● **DESCRIPTION OF THE TASK**
Rewrite the lines from the one containing "[outline] green ground cover, per instance" through the one containing "[[[85,14],[76,13],[76,24],[81,24],[85,26]]]", replacing "per instance" with "for each instance" and changing nothing else. Omit the pictures from the answer.

::: DATASET EXCERPTS

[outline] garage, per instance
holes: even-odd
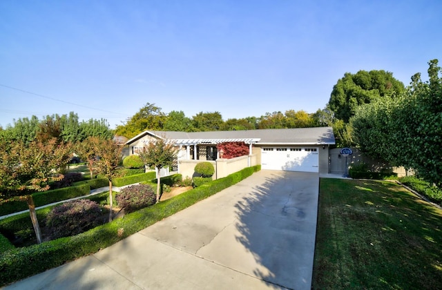
[[[263,147],[261,148],[262,169],[287,171],[319,171],[317,147]]]

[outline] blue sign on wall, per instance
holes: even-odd
[[[353,151],[349,148],[343,148],[342,149],[340,149],[340,154],[342,154],[344,157],[347,157],[353,154]]]

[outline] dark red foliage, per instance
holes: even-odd
[[[89,200],[77,200],[57,206],[46,217],[52,239],[77,235],[103,223],[99,205]]]
[[[226,159],[249,155],[249,145],[244,142],[221,143],[218,144],[216,148],[218,152],[220,152],[221,149],[224,151],[222,158]]]
[[[157,202],[153,188],[148,184],[137,184],[125,187],[115,195],[118,206],[126,212],[148,206]]]

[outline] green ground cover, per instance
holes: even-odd
[[[314,289],[441,289],[442,211],[396,184],[321,179]]]

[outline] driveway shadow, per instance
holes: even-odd
[[[275,288],[310,289],[318,192],[317,174],[275,171],[235,206],[236,240]]]

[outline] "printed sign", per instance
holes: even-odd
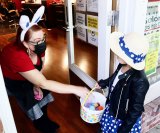
[[[77,37],[83,41],[86,41],[86,29],[77,27]]]
[[[98,0],[87,0],[87,11],[98,12]]]
[[[98,29],[98,17],[93,15],[87,15],[87,26],[89,28]],[[98,32],[87,30],[88,42],[93,45],[98,45]]]
[[[76,1],[76,10],[77,11],[86,11],[86,0],[77,0]]]
[[[85,14],[76,13],[76,24],[81,24],[85,26]]]

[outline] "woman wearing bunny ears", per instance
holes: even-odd
[[[30,22],[22,15],[16,41],[1,54],[1,67],[7,90],[42,133],[54,133],[59,125],[47,116],[47,104],[53,101],[50,91],[85,97],[88,89],[47,80],[41,73],[46,49],[46,36],[37,25],[44,13],[41,6]]]
[[[149,82],[144,73],[149,44],[143,35],[113,32],[110,48],[119,65],[98,88],[108,87],[106,109],[100,121],[101,133],[141,133],[141,115]]]

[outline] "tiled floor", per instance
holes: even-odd
[[[151,129],[148,133],[160,133],[160,125],[158,125],[155,128]]]

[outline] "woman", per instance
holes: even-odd
[[[148,42],[138,33],[114,32],[109,43],[120,64],[111,77],[96,85],[109,89],[100,121],[101,132],[140,133],[144,100],[149,89],[144,73]]]
[[[88,89],[47,80],[41,73],[46,36],[37,23],[43,13],[44,6],[31,22],[27,16],[21,16],[16,41],[1,53],[1,67],[7,90],[16,97],[34,126],[42,133],[54,133],[59,125],[47,116],[47,104],[53,101],[50,91],[84,97]]]

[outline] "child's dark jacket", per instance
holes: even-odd
[[[109,112],[113,116],[116,116],[120,93],[124,87],[117,117],[118,119],[123,120],[123,124],[118,129],[118,133],[129,133],[133,125],[136,123],[136,120],[144,111],[144,99],[149,89],[149,82],[143,70],[137,71],[130,69],[119,76],[119,81],[111,93],[111,86],[121,67],[122,65],[119,64],[117,70],[111,77],[105,80],[100,80],[98,84],[102,89],[106,87],[109,88],[106,104],[110,103]],[[129,75],[131,76],[126,82]]]

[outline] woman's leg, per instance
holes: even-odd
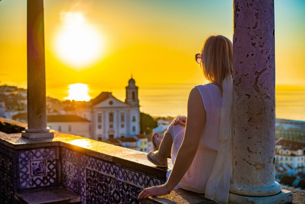
[[[148,152],[149,156],[156,162],[160,164],[167,164],[167,157],[170,155],[173,138],[169,133],[166,133],[163,136],[161,143],[157,151],[151,151]]]
[[[175,119],[178,119],[181,116],[178,116]],[[165,131],[160,146],[158,147],[158,150],[152,151],[148,153],[149,155],[151,158],[160,164],[166,164],[167,163],[167,158],[170,156],[174,139],[177,136],[181,137],[181,135],[180,135],[181,134],[183,138],[183,135],[184,135],[185,127],[179,124],[174,126],[173,125],[173,121],[169,126],[167,130]],[[156,135],[155,136],[154,135],[153,139],[156,138],[157,136]],[[156,140],[155,142],[156,144],[158,143],[157,142]],[[176,144],[179,145],[180,147],[181,144]],[[174,157],[175,157],[175,155],[174,156]],[[172,158],[172,159],[173,158]]]

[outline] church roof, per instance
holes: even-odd
[[[99,103],[103,101],[106,100],[108,98],[110,97],[111,96],[111,92],[103,92],[101,93],[99,95],[95,97],[95,98],[91,100],[89,102],[92,105],[92,106],[94,106]]]

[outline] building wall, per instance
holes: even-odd
[[[69,129],[70,126],[71,130]],[[62,133],[91,138],[91,124],[90,122],[48,122],[48,126],[51,129]],[[61,127],[61,130],[59,127]]]
[[[113,122],[109,120],[111,113],[113,114]],[[113,138],[120,138],[140,133],[138,107],[94,108],[92,115],[93,139],[96,140],[98,140],[99,137],[101,137],[102,140],[107,140],[111,135],[113,135]],[[121,120],[121,115],[124,116],[124,121]],[[99,116],[101,117],[101,121],[99,120]],[[133,117],[135,122],[133,120]]]
[[[291,165],[294,169],[305,166],[305,156],[275,155],[275,159],[281,165],[287,163]]]

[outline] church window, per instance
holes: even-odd
[[[113,114],[111,113],[109,114],[109,122],[113,122]]]
[[[99,123],[102,122],[102,114],[99,114],[97,115],[97,122]]]

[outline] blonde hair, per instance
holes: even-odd
[[[201,53],[200,64],[204,77],[222,92],[222,81],[233,73],[232,42],[221,35],[210,35],[204,41]]]

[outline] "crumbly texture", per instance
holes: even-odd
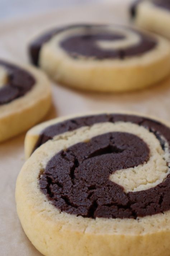
[[[170,39],[170,4],[168,0],[140,0],[131,9],[132,14],[137,26]]]
[[[61,44],[63,44],[68,37],[75,40],[75,37],[83,33],[85,28],[83,26],[72,28],[66,27],[43,44],[38,64],[54,80],[83,90],[122,91],[154,85],[169,73],[169,42],[160,37],[142,32],[146,37],[152,37],[151,41],[156,40],[157,43],[155,47],[151,47],[149,50],[139,54],[137,50],[136,51],[135,48],[139,44],[141,44],[142,48],[145,45],[143,45],[142,33],[127,27],[111,26],[105,27],[106,33],[117,33],[123,36],[121,39],[95,40],[94,45],[101,49],[103,55],[105,52],[107,58],[98,59],[95,54],[96,46],[93,49],[90,44],[88,53],[90,56],[75,53],[76,44],[73,44],[74,49],[71,49],[71,54],[68,53],[68,50],[64,49]],[[95,29],[92,31],[91,33],[95,33]],[[94,44],[94,39],[93,40]],[[148,40],[147,41],[148,43]],[[126,51],[128,53],[129,48],[133,48],[134,51],[132,56],[128,54],[126,56]],[[79,50],[82,52],[81,48]],[[117,53],[116,57],[108,58],[110,52],[113,51]],[[96,53],[99,53],[98,51]],[[107,54],[108,53],[109,54]]]
[[[18,98],[17,94],[17,98],[0,105],[0,142],[17,135],[35,125],[45,115],[51,105],[51,89],[46,75],[35,68],[27,66],[22,67],[23,68],[35,79],[35,83],[24,95]],[[8,74],[4,67],[1,70],[3,71],[0,73],[2,84],[8,81]],[[19,77],[17,77],[16,83],[19,81]],[[1,89],[7,86],[2,85]],[[6,96],[8,97],[9,95]]]
[[[1,82],[4,82],[0,88],[0,105],[23,96],[36,83],[34,77],[25,69],[0,60],[0,66],[6,71],[5,76],[0,73]]]
[[[59,119],[58,121],[60,121]],[[50,122],[51,123],[54,121]],[[43,124],[43,128],[46,125]],[[39,127],[32,130],[33,136],[34,130],[36,134],[38,130],[39,132]],[[112,256],[113,253],[114,256],[169,256],[169,210],[135,219],[84,218],[59,210],[40,189],[39,179],[47,163],[61,151],[66,151],[77,143],[90,141],[106,133],[126,133],[128,130],[142,140],[150,151],[152,146],[155,148],[162,161],[168,157],[163,152],[165,151],[159,139],[144,127],[131,122],[107,122],[81,127],[49,140],[38,148],[24,164],[16,182],[17,211],[27,235],[43,255],[104,256],[106,253]],[[168,158],[166,161],[167,160]],[[162,167],[162,162],[158,161],[156,163],[158,168]],[[167,172],[165,173],[163,180],[168,175]],[[138,174],[141,175],[140,171]]]

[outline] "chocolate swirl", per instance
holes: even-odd
[[[169,127],[154,120],[125,114],[98,115],[64,121],[46,128],[41,135],[41,138],[45,139],[41,143],[50,139],[50,133],[53,137],[84,126],[119,121],[145,127],[154,133],[163,149],[166,142],[169,150]],[[56,154],[40,178],[40,188],[61,211],[85,217],[136,219],[163,212],[170,210],[170,175],[154,188],[127,193],[109,179],[117,170],[147,162],[149,154],[146,143],[134,134],[103,134]]]
[[[7,81],[0,89],[0,105],[23,96],[33,86],[35,80],[28,72],[15,65],[0,60],[6,70]]]
[[[111,27],[112,31],[109,29]],[[74,32],[74,30],[75,28],[81,29],[82,32],[80,33],[80,31]],[[81,56],[100,60],[115,58],[123,59],[149,51],[155,48],[157,42],[154,37],[128,27],[103,25],[74,25],[53,30],[33,42],[29,48],[32,62],[35,65],[38,65],[40,51],[44,44],[54,35],[60,35],[63,32],[70,32],[72,30],[72,35],[68,35],[61,39],[60,46],[74,58]],[[114,46],[114,42],[116,43],[118,40],[126,41],[126,33],[128,32],[134,33],[138,37],[139,41],[131,43],[126,47],[111,47],[110,49],[103,48],[97,43],[99,41],[112,42]]]
[[[131,5],[130,12],[132,18],[135,17],[137,14],[138,6],[143,0],[136,0]],[[170,1],[169,0],[152,0],[151,2],[155,6],[161,8],[170,10]]]

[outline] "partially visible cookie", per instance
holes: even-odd
[[[18,178],[16,200],[24,230],[39,251],[46,256],[169,256],[169,125],[103,113],[44,123],[26,143],[38,134]]]
[[[56,81],[100,91],[137,90],[170,69],[170,44],[161,37],[115,25],[54,29],[30,44],[32,62]]]
[[[49,82],[41,71],[0,60],[0,142],[34,125],[51,103]]]
[[[170,39],[169,0],[136,0],[130,10],[137,25]]]

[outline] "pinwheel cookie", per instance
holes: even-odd
[[[169,73],[170,44],[116,25],[53,30],[29,47],[32,62],[55,80],[82,89],[120,91],[146,87]]]
[[[50,103],[49,82],[41,71],[0,60],[0,142],[34,125]]]
[[[18,178],[17,211],[43,254],[169,256],[169,126],[129,114],[72,117],[32,129],[25,143],[37,149]]]
[[[131,14],[137,25],[170,39],[169,0],[137,0]]]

::::::

● **FINAL RESULT**
[outline] green ground cover, for each instance
holes: even-odd
[[[314,289],[441,289],[442,211],[396,184],[321,179]]]

[outline] driveway shadow, for each instance
holes: even-odd
[[[275,288],[310,289],[318,192],[317,174],[275,171],[235,206],[236,240]]]

[outline] "printed sign", for each instance
holes: even-odd
[[[77,37],[83,41],[86,41],[86,29],[77,27]]]
[[[98,0],[87,0],[87,11],[98,12]]]
[[[98,29],[98,17],[93,15],[87,15],[87,26],[89,28]],[[98,32],[87,30],[88,42],[93,45],[98,45]]]
[[[76,1],[76,10],[77,11],[86,11],[86,0],[77,0]]]
[[[85,14],[76,13],[76,24],[81,24],[85,26]]]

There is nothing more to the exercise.